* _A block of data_
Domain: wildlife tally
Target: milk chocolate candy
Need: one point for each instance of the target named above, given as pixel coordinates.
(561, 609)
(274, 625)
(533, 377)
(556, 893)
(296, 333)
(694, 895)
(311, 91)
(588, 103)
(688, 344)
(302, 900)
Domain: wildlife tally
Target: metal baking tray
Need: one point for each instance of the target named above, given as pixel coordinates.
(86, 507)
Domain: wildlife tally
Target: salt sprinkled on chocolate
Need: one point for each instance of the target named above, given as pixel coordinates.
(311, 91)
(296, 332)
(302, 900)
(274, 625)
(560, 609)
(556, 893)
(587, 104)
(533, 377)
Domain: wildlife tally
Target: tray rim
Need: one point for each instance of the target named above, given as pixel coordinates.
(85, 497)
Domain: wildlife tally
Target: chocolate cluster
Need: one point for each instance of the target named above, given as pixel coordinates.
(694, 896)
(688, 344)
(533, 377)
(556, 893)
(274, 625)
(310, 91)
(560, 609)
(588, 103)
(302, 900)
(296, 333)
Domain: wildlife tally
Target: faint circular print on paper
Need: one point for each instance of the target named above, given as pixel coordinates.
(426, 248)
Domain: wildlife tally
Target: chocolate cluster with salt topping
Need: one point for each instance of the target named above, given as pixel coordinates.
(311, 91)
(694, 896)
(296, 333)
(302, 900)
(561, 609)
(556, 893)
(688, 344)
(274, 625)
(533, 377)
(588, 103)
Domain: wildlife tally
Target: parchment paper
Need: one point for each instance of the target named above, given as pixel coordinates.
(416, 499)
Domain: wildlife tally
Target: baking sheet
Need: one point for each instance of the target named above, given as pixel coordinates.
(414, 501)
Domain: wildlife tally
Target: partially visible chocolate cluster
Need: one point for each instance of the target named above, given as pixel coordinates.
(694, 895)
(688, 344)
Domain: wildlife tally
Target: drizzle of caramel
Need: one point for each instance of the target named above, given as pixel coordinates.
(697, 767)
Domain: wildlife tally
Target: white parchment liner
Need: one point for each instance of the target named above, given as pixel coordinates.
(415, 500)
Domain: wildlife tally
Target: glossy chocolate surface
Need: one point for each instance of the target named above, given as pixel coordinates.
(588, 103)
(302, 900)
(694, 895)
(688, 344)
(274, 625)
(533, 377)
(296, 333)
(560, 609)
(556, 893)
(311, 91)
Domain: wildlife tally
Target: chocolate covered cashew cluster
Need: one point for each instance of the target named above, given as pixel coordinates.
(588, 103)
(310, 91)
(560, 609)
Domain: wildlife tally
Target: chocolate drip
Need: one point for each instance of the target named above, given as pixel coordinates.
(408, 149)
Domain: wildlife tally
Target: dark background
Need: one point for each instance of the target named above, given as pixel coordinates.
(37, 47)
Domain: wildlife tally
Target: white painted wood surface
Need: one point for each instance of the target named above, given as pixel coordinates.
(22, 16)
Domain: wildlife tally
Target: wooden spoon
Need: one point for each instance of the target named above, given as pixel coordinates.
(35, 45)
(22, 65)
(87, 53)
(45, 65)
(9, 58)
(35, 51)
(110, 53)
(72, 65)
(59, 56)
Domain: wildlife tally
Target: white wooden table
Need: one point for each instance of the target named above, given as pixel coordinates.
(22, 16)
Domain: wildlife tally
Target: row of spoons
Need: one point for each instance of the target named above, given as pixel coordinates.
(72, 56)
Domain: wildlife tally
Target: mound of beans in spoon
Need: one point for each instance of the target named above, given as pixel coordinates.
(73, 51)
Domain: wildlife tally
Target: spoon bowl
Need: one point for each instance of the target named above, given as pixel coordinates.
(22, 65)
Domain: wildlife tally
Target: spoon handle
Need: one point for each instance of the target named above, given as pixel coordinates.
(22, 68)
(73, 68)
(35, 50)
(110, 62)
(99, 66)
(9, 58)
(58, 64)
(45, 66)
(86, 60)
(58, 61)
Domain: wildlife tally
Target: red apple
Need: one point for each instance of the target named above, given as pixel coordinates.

* _EXERCISE DETAILS_
Each line above is to be repeated exactly.

* _WRITTEN ANSWER_
Domain: wildlife tally
Target: milk chocolate candy
Need: one point for each instance of the target named above, given as pixel coordinates.
(561, 609)
(274, 625)
(533, 377)
(556, 893)
(296, 333)
(694, 895)
(311, 91)
(588, 103)
(688, 344)
(302, 900)
Domain: wildlife tally
Target: metal baking tray
Need: one point for each instance of the target named above, given as pixel coordinates.
(86, 507)
Domain: wildlife tally
Target: salt sprinkled on chocolate
Need: one point for each instance of the target named above, given as pixel coordinates.
(311, 91)
(296, 332)
(302, 900)
(274, 625)
(560, 609)
(556, 893)
(587, 104)
(533, 377)
Domain: wildlife tally
Target: tray rim
Need: one point for each instance of the target named above, given as pixel coordinates.
(85, 497)
Domain: wildlife tally
Target: chocolate cluster
Need: one point for each instance of the target named above, given as pixel coordinates.
(694, 896)
(688, 344)
(533, 377)
(556, 893)
(274, 625)
(310, 91)
(560, 609)
(588, 103)
(302, 900)
(296, 333)
Domain: wildlife tally
Target: faint circular print on paper
Need: one point for each instance of the target named above, given as pixel coordinates.
(426, 248)
Domain: wildlife tally
Target: chocolate cluster with salt topping
Need: one point for each instance of the target named above, given as pixel coordinates.
(311, 91)
(694, 896)
(296, 333)
(302, 900)
(561, 609)
(556, 893)
(688, 344)
(274, 625)
(533, 377)
(588, 103)
Domain: wildlife tally
Target: parchment paper
Need: one point for each instance of the target named above, given as pixel coordinates.
(416, 499)
Domain: wildlife tally
Target: baking sheet
Need: one point for each instance of the target named above, given as pixel coordinates.
(414, 501)
Domain: wildlife tally
Target: partially visible chocolate cluster
Need: one point for each instance of the target named above, given as pixel coordinates.
(694, 895)
(688, 344)
Domain: wildlife tally
Target: drizzle of caramel
Need: one point for each instance of the target named above, given as pixel coordinates.
(697, 767)
Domain: wildlife tally
Target: white parchment liner
Need: one point for each instance of the target named above, given as pixel coordinates.
(415, 500)
Domain: wildlife tally
Target: glossy chocolate surface
Need: one point for each instance of the target named above, given as pixel coordinates.
(588, 103)
(302, 900)
(694, 895)
(688, 344)
(274, 625)
(533, 377)
(296, 333)
(560, 609)
(556, 893)
(311, 91)
Domain: wildlife tally
Target: chocolate covered cashew cluster
Need: one point for each instance of the target named above, given as pixel coordinates.
(588, 103)
(310, 91)
(560, 609)
Domain: wildlife tally
Target: chocolate drip
Need: one point for each instance of the target named above, given as pixel coordinates.
(408, 149)
Domain: wildlife tally
Target: dark background
Need: one point for each instance of the target named above, given as pixel coordinates.
(37, 47)
Domain: wildlife tally
Target: white painted wood surface
Need: one point for each instance of the target named above, given as pixel coordinates.
(22, 16)
Domain: wildlife tally
Target: wooden spoon
Need: one point for each instance of the target named above, given as pixel coordinates.
(35, 45)
(22, 65)
(87, 53)
(45, 65)
(9, 58)
(35, 51)
(110, 53)
(72, 65)
(59, 56)
Domain: wildlife tally
Target: white wooden table
Need: one point for each instance of the target named above, given as pixel coordinates.
(22, 16)
Domain: wildlife tally
Target: row of spoons
Need: one point for each instance of the target named above, given as pixel coordinates.
(72, 56)
Domain: wildlife tally
Target: mound of beans in spoon
Need: one point for each instance of the target named above, given as pixel coordinates.
(73, 51)
Domain: wildlife tally
Target: spoon bowl
Need: one point for each instance of the target named above, given as pixel coordinates.
(22, 65)
Domain: wildlife tally
Target: spoon handle
Need: one point for each instance of the target named above, given as pixel coordinates.
(22, 68)
(73, 68)
(35, 50)
(110, 62)
(99, 66)
(9, 58)
(58, 64)
(45, 66)
(86, 60)
(58, 61)
Domain: wildlife tally
Target: red apple
Need: one point for each instance of the target named above, given as pixel coordinates.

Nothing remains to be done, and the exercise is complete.